◆ **AIM OF THE EXERCISE**
Output every line below exactly.

Saved entries
━━━
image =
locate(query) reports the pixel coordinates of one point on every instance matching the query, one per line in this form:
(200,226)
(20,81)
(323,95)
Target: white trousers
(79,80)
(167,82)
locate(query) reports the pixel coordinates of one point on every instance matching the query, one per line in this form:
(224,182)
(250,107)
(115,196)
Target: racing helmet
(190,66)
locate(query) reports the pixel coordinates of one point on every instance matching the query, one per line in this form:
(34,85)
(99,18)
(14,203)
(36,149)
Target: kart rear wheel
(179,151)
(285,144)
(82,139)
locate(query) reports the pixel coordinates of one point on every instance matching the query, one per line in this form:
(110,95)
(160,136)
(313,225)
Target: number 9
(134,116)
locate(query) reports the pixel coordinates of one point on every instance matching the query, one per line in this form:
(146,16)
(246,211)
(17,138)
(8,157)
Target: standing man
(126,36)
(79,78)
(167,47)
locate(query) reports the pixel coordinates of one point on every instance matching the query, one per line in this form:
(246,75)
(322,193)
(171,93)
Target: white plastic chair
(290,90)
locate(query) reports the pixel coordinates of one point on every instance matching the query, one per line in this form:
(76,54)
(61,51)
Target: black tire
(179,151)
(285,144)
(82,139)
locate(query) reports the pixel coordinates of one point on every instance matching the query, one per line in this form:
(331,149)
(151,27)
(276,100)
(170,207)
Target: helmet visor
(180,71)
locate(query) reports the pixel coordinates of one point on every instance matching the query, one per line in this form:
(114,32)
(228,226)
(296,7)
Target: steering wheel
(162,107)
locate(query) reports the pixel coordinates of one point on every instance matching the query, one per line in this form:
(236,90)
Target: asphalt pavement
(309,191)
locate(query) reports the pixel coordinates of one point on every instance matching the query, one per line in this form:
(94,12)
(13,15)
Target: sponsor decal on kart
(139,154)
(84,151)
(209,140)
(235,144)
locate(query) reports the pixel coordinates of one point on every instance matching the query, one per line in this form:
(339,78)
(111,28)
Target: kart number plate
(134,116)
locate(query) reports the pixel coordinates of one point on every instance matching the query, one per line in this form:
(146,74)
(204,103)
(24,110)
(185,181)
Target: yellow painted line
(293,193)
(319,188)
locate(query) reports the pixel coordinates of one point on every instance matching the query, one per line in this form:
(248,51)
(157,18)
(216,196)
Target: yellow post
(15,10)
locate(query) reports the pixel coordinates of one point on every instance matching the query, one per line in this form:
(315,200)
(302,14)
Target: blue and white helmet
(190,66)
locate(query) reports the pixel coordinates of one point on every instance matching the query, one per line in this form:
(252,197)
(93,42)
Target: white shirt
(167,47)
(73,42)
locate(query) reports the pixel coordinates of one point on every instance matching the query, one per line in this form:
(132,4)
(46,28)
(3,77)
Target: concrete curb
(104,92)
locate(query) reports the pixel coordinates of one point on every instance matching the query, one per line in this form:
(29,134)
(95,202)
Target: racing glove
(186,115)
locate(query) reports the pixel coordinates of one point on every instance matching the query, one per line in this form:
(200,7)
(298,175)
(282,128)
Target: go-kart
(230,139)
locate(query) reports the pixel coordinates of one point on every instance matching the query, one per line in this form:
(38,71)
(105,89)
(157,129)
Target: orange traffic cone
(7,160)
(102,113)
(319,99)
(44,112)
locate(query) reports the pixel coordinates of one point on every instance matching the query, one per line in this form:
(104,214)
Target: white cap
━━━
◆ **FINAL RESULT**
image =
locate(query) reports the pixel coordinates of one point on every instance matching the query, one per line in this form:
(200,226)
(20,81)
(323,95)
Target: white trousers
(79,80)
(167,82)
locate(query) reports the pixel coordinates of one point on every instance matching the query, one per line in this form:
(224,182)
(250,107)
(115,196)
Target: racing helmet
(190,66)
locate(query) reports the pixel coordinates of one point on every instance matching the query, one per line in this form:
(34,85)
(99,18)
(14,203)
(36,149)
Target: kart rear wheel
(179,151)
(285,144)
(82,139)
locate(query) reports the pixel coordinates of one point on every instance matching the query, one per line in this form:
(110,95)
(160,136)
(313,225)
Target: number 9
(134,116)
locate(query) reports the pixel coordinates of one point on every instance matching the query, one per line in this form:
(146,16)
(246,211)
(17,138)
(8,157)
Target: standing man
(126,36)
(79,78)
(167,47)
locate(query) reports the pixel coordinates of one point on every instance matching the query, one per line in this form:
(246,75)
(322,193)
(171,93)
Target: white plastic chair
(290,90)
locate(query) reports the pixel coordinates of one point on every instance matching the query, one per line in this form:
(76,54)
(61,51)
Target: black tire
(179,151)
(285,144)
(82,139)
locate(query) reports the pixel coordinates of one point on every instance matching the query, one per line in this form:
(331,149)
(151,27)
(276,100)
(170,207)
Target: helmet visor
(180,71)
locate(query) reports the pixel coordinates of one point on every instance matching the query, one per line in this form:
(114,32)
(228,226)
(296,7)
Target: steering wheel
(162,107)
locate(query) reports the pixel coordinates of one point on every instance matching the query, one per line in this form:
(236,90)
Target: asphalt pavement
(309,191)
locate(query) reports the pixel coordinates of one point on every instance matching the query, one per line in this form:
(94,12)
(13,15)
Target: sponsor decal on kart
(139,154)
(84,151)
(209,140)
(235,144)
locate(query) reports the pixel coordinates of one point on every instance matching the query, one per line in this form:
(339,78)
(111,28)
Target: kart number plate
(134,116)
locate(query) reports the pixel coordinates of one point on every instance matching the query, one per line in this form:
(146,74)
(204,103)
(24,110)
(185,181)
Target: yellow painted line
(293,193)
(319,188)
locate(query) reports the pixel coordinates of one point on every instance matching the query, one per line in this form:
(248,51)
(157,18)
(216,196)
Target: yellow post
(15,10)
locate(query) reports the pixel coordinates of one point on every instance matching the query, one per line in this form:
(315,200)
(302,14)
Target: blue and white helmet
(190,66)
locate(query) reports the pixel coordinates of one point on every instance matching the query, one per line in this form:
(252,197)
(93,42)
Target: white shirt
(167,47)
(73,42)
locate(query) reports the pixel coordinates of one point on every instance matching the query, one per line in this form:
(132,4)
(46,28)
(3,77)
Target: concrete curb
(104,92)
locate(query) reports the pixel coordinates of one point on every instance matching the query, one per line in this form:
(29,134)
(95,202)
Target: racing glove
(186,115)
locate(query) reports the pixel coordinates of one point on every instance matching the query, one per line in this form:
(200,7)
(298,175)
(282,128)
Target: go-kart
(230,139)
locate(query) reports the pixel coordinates of one point on every instance matching the query, one per line in this form:
(38,71)
(105,89)
(157,129)
Target: orange traffic cone
(7,160)
(102,113)
(319,99)
(44,112)
locate(query) reports the pixel coordinates of one point on every instance matching the query, one per line in this form:
(104,214)
Target: white cap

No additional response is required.